# [SELECTED PASSAGE]

Dynamic Time Warping k-Nearest Neighbors Classifier (KNNClassifier)

The \(k\)-nearest neighbors (\(k\)-NN) classification algorithm is a very commonly used algorithm, and perhaps one of the most intuitive ones too.

Before we discuss \(k\)-NN with dynamic time warping for sequence classification, let us recap \(k\)-NN in the usual case of individual points \(\mathbf{x}\in\mathbb{R}^D\) in \(D\)-dimensional Euclidean space.

Recap of general k-NN

Suppose we have a training dataset \(\mathcal{D}_\text{train}=\big\{(\mathbf{x}^{(n)},c^{(n)})\big\}_{n=1}^N\), where \(N\) is the number of training example-label pairs, \(\mathbf{x}^{(n)}\in\mathbb{R}^D\) is a training example and \(c^{(n)}\in\{1,\ldots,C\}\) is its corresponding label.

When classifying a new test example \(\mathbf{x}^{(m)}\in\mathbb{R}^D\), a \(k\)-NN classifier does the following:

  1. Computes the distance from \(\mathbf{x}^{(m)}\) to every training example in \(\mathcal{D}_\text{train}\), using a distance measure such as Euclidean distance, \(d(\mathbf{x}^{(m)},\mathbf{x}^{(n)})=\Vert\mathbf{x}^{(m)}-\mathbf{x}^{(n)}\Vert\).

  2. Assigns \(c^{(m)}\) as the most common label of the \(k\) nearest training examples.

The most immediate observation one can make is that for every prediction, you need to look through the entire training dataset. As you can imagine, the inability to summarize the model with simpler parameters (e.g. weights of a neural network, or transition/emission/initial probabilities for a HMM), limits the practical use of \(k\)-NN classifiers – especially on large datasets.

While this classifier is conceptually simple, it can very often outperform more sophisticated machine learning algorithms in various classification tasks, even when looking only at the nearest neighbor (\(k=1\)).

The algorithm works on the intuition that if \(\mathbf{x}^{(m)}\) has similar features to \(\mathbf{x}^{(n)}\), then they should physically be close together (in \(D\)-dimensional Euclidean space).

# [INFORMATION SHOWN]
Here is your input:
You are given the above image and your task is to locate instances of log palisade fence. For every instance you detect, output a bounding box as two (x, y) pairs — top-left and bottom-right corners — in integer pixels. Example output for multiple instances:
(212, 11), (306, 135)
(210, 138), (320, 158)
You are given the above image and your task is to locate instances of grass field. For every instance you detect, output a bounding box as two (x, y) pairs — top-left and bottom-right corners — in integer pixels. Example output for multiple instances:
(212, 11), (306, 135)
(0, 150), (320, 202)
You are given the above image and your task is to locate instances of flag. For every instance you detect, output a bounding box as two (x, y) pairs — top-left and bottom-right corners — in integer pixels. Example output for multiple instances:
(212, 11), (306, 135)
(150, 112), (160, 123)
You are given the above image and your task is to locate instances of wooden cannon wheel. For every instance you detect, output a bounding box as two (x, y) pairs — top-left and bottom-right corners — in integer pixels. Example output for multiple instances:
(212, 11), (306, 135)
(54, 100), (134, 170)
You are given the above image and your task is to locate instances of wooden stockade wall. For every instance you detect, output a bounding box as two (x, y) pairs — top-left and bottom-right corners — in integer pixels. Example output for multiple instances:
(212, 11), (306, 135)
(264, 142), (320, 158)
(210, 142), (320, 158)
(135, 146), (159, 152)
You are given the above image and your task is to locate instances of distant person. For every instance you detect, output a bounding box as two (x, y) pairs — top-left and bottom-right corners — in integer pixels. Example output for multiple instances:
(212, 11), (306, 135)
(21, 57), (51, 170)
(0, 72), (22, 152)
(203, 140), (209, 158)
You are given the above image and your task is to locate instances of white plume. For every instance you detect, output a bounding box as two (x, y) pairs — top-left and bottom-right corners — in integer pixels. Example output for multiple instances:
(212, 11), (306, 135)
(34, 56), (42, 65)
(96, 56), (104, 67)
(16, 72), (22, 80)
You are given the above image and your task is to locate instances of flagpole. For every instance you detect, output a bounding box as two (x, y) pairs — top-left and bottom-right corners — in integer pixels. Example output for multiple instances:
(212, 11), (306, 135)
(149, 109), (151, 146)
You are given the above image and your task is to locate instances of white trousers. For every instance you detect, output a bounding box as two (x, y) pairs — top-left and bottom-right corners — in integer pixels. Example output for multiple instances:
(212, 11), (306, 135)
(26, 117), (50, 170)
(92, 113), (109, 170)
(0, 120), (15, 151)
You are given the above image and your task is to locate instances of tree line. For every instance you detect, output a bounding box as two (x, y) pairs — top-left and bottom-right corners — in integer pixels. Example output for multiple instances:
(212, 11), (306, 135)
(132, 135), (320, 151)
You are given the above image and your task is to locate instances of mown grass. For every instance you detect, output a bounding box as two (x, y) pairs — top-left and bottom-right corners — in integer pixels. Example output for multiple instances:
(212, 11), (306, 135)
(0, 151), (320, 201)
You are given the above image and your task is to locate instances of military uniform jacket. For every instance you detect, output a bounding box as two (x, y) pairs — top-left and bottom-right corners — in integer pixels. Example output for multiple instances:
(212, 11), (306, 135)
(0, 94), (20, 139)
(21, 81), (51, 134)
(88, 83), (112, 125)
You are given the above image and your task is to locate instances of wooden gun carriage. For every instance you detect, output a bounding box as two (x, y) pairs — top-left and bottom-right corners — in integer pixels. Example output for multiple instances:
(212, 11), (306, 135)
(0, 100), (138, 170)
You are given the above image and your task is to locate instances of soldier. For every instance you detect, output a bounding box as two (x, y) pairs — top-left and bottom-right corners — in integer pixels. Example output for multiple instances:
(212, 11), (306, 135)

# [PROBLEM SET]
1. Do these statements agree with the passage on k-nearest neighbors? (a) A k-NN classifier has to look through the entire training dataset for every prediction. (b) The classifier can outperform more sophisticated algorithms only when k is large. (c) The test example receives the most common label among its k nearest training examples. Answer yes or no for each, quoting the words of the passage that decide it.
2. Can you continue the passage on k-nearest neighbors from where it stops?

# [THE RESULTS]
1.
(a) Yes: "for every prediction, you need to look through the entire training dataset"
(b) No: "even when looking only at the nearest neighbor (\(k=1\))"
(c) Yes: "Assigns \(c^{(m)}\) as the most common label of the \(k\) nearest training examples"

2.
Extending k-NN to sequences

We can try to extend this intuition to work with sequences. In general, Sequentia supports multivariate observation sequences. These can be represented as an ordered sequence \(O=\mathbf{o}^{(1)},\ldots,\mathbf{o}^{(T)}\) of observations \(\mathbf{o}^{(t)}\in\mathbb{R}^D\). Indeed, the durations of any two observation sequences \(O^{(n)}\) and \(O^{(m)}\) may differ.

When trying to apply the \(k\)-NN intuition to observation sequences, we can say that two sequences \(O^{(n)}\) and \(O^{(m)}\) which are similar to each other should have a small ‘distance’, and if they are different, they should have a large ‘distance’.

But what sort of ‘distance’ could this be? We need a measure that can compare any two sequences of different length, and is small when the sequences are similar, and large if they are different. One such distance measure that allows us to compare sequences of different length is Dynamic Time Warping (DTW).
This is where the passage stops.